## ПРЕДЛОЖЕННЫЙ ФРАГМЕНТ
Культура древнего Рима. В двух томах. Том 2 — страница 36 из 97

Органический консерватизм мировосприятия был присущ не только массам, но и властям, как явствует из истории других комиций — трибутных. Август отметил в своем политическом завещании, так называемых «Деяниях божественного Августа» (10, 1), что имя его было включено в гимны жрецов-салцев решением сената (senatus consulto), трибунская же власть присвоена ему законом (per legem). Такое противопоставление встречалось и в более ранних документах[157], было традиционным, и смысл его всегда состоял в том, что «решение», consultum, принималось сенатом и носило рекомендательный характер, «закон» же, lex, принимался народным собранием и носил характер принудительно-правовой. Одно из исконных положений республиканской конституции состояло в том, что только народное собрание могло облекать гражданина полнотой власти[158], и Август действовал в строгом соответствии не с реальными отношениями своего времени, а с древними установлениями общины, когда принял почетное, но в общем вполне декоративное право фигурировать в гимнах салиев от сената, а важнейшую, решающую для оформления его власти магистратуру — от народного собрания. Tribunicia potestas, трибунская власть, была (наряду с консульским империем) главным слагаемым власти принцепса: личность трибуна считалась священной и неприкосновенной; он имел право представлять законопроекты сенату и народу, мог накладывать вето на сенатские решения, принуждать силой любого гражданина к исполнению своих распоряжений и защищать любого гражданина от преследований другого магистрата. Такой полноты гражданской власти не давала, по сути дела, ни одна другая магистратура, и неудивительно, что многие принцепсы периодически отказывались от звания консула, но кажется никто и никогда не рискнул отказаться от tribunicia potestas. И вот эту-то главную свою магистратуру, опору власти, принцепсы продолжали регулярно получать, как теперь выясняется[159], на протяжении целого столетия per legem, т. е. от особых комиций, так называемых трибутных, которых вроде как бы и не существовало, ибо они, как все выборные комиций, должны были быть распущены Тибериевым эдиктом 14 г.

## ИСХОДНЫЕ ДАННЫЕ

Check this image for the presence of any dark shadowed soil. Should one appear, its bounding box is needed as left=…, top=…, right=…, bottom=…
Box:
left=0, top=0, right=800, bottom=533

## ЗАДАНИЕ
Продолжите фрагмент о трибунской власти римских принцепсов, начав сразу после его последнего предложения.

## РЕЗУЛЬТАТ ВЫПОЛНЕНИЯ
С 37 г. в сенате укрепилось обыкновение при приходе очередного принцепса к власти присваивать ему одним сенатусконсультом все магистратуры зараз. Так они были присвоены в марте 37 г. Гаю Калигуле (Dio Cass., 59, 3, 1), в январе 41 г. Клавдию (Suet. Claud., 10, 3-12, 1), в октябре 54 г. Нерону (Suet. Nero, 8), в январе 69 г. Отону (Tac. Hist., I, 47, 1), летом того же года Вителлию (II, 62, 2) и в декабре Веспасиану (IV, 3, 2). Однако этот набор почестей (cuncta solita, «все, что обычно принято», называет его Тацит. — Ibid.), как ни парадоксально, не включал решающей магистратуры — трибуната, который, как в случае Августа, всем постановлениям и реформам вопреки продолжал присваиваться в народном собрании.

Это видно из того обстоятельства, что в актах жрецов-арвалов в годовщины утверждения принцепса сенатом отмечаются благодарственные молебны ob Imperium, а некоторое время спустя — ob tribuniciam potestatem. Так, для Нерона это были 13 октября и 4 декабря, для Отона 15 января и 28 февраля, для Вителлия — 19 и 30 апреля. На то, что трибунская власть продолжала присваиваться народным собранием, указывают два обстоятельства. Во-первых, интервал между днем утверждения принцепса сенатом и днем присвоения ему трибунской власти в общем совпадает с trinum nundinium, т. е. временем трех рыночных дней, которые с незапамятных пор полагались между выдвижением проекта закона и голосованием по нему в народном собрании. Во-вторых, анализ известного «Закона об империи Веспасиана» показывает, что в тексте его ясно различимы начальная часть, основанная на синтаксической конструкции censuere + ut + conjunctivus, и заключительная, строящаяся в императиве на — to. Между тем, как показывают многочисленные аналогии, первая из этих конструкций характерна для сенатусконсультов, вторая — для республиканских законов, принятых в комициях[160].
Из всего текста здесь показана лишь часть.